Print the entries verbatim, leaving out the images they contain.

Location annotation dataset excerpts
+ + + + +

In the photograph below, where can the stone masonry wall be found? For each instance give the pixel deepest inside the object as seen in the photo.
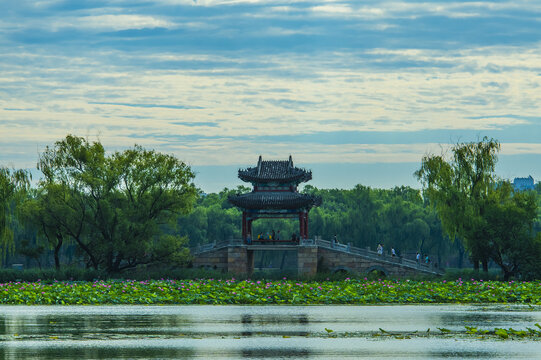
(307, 257)
(334, 260)
(214, 259)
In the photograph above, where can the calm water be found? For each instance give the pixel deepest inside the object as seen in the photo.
(274, 332)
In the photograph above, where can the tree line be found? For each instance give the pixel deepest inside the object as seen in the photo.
(139, 207)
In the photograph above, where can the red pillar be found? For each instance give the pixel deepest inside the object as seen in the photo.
(244, 226)
(301, 226)
(306, 224)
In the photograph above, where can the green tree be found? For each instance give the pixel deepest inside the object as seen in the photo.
(13, 185)
(119, 208)
(508, 227)
(464, 190)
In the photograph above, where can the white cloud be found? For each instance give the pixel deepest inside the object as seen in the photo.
(114, 22)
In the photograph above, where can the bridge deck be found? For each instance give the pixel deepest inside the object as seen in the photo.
(369, 255)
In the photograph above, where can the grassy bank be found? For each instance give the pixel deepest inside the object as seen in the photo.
(232, 291)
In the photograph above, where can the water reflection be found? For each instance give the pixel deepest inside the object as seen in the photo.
(275, 332)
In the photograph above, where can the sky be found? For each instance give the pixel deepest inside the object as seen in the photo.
(356, 91)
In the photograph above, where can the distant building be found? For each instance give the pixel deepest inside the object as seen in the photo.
(521, 184)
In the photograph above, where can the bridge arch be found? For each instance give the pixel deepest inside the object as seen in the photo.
(341, 269)
(379, 269)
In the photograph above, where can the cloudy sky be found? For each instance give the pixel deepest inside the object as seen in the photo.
(357, 91)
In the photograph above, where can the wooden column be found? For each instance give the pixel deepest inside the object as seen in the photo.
(244, 227)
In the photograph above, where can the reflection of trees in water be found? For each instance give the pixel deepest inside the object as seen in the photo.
(266, 325)
(483, 319)
(276, 353)
(275, 259)
(81, 324)
(48, 352)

+ + + + +

* **Worked solution**:
In the photograph below, where can the stone masonry wall be found? For each instance give the pixel deepest inside the object as seen in the photo.
(307, 257)
(334, 260)
(214, 259)
In the photograph above, where can the calm water be found? For each instance give the pixel deepest inside the object as seen in the photo.
(274, 332)
In the photograph above, where can the tree line be found? For each instance give the pixel deepest inside the object as seen in the photo.
(139, 207)
In the photograph above, where can the red pillar be found? For each instance give the pixel deepest inside the object as seen in the photo.
(244, 226)
(301, 226)
(306, 224)
In the photograph above, where can the green tree be found? For each instance give the pixel deepest inside the object as seen in the photo.
(13, 185)
(119, 208)
(508, 227)
(464, 190)
In the photograph above, where can the white cloud be found? For each instance give the pixel deepest inside the object as seen in the photo.
(114, 22)
In the photograph above, where can the bridge deck be found? For each instance give the pixel deepest inside the object as seen in the photo.
(369, 255)
In the photograph above, where can the grassy bank be found? For each instance give the pixel deepest inside the object as seen in the photo.
(232, 291)
In the photograph above, where can the water reflection be found? For each instance give the pixel deepest inside the object as seen in the photo.
(275, 332)
In the photograph above, where can the sky be found? For each instance give the pixel deepest inside the object as seen in the photo.
(356, 91)
In the photograph above, where can the distant building be found? For each instance give the pixel deepest inside the object as seen in the photo.
(521, 184)
In the photograph above, where can the bridge arch be found? For each instance give the pixel deepest inside the object as seen in the photo.
(341, 269)
(379, 269)
In the photograph above, where can the cloudy sky be found? For each instance give the pixel deepest inside the object as seen in the photo.
(357, 91)
In the photograph above, where can the wooden column be found? For each instance give the pixel deepest inside the object as seen in the photo.
(244, 227)
In the photograph above, where can the reflection of trees in water be found? For each instance give the pixel deepest inside the object as seen in the photo.
(266, 325)
(483, 319)
(276, 353)
(275, 259)
(81, 324)
(48, 352)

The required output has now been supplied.